— To do —
Show each line of the material below that contains the word "ring". Case counts.

Dataset entries:
Begin

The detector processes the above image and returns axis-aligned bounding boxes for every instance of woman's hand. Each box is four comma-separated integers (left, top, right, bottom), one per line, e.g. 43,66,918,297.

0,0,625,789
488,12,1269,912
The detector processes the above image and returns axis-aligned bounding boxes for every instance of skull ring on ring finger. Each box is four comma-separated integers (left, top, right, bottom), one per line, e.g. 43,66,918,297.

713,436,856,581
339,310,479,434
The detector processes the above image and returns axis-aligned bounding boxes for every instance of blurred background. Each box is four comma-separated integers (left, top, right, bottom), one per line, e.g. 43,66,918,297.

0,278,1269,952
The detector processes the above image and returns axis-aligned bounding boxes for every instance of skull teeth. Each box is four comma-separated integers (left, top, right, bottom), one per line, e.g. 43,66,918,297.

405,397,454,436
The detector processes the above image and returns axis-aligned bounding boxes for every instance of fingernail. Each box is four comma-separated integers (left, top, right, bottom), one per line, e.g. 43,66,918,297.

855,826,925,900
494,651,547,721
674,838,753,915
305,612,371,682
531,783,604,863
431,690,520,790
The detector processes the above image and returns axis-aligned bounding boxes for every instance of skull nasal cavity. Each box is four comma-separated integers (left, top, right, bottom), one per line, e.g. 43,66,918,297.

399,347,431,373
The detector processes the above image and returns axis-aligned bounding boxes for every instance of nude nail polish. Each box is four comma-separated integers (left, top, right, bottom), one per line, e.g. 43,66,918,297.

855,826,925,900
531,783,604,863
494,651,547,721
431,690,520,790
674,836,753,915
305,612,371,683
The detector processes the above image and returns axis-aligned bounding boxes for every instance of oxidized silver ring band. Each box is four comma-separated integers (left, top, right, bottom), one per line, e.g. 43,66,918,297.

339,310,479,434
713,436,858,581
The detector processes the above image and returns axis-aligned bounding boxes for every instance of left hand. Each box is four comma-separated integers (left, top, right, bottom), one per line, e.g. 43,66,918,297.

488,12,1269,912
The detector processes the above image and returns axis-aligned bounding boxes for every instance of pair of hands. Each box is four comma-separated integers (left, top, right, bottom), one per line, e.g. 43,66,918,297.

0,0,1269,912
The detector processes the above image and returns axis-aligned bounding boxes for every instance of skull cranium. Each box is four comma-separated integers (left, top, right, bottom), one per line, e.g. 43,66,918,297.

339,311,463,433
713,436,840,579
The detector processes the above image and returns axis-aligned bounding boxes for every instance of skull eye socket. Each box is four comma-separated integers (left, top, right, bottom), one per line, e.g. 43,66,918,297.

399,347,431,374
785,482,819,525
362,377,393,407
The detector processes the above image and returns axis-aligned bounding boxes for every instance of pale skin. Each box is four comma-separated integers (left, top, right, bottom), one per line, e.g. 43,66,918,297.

End

— Completed task —
The detector processes the above image and returns axis-aligned bounding boxes for every instance of skull ring on ring finger. Each box is four comma-separated integers (left, top, right, bottom), one per line, e.g. 43,66,918,297.
The detector processes the above image and returns axis-aligned bounding boxes for every instance of oxidized silver ring band. Each box is four comma-separated integers (left, top, right, bottom), one per line, e.g. 43,66,918,297.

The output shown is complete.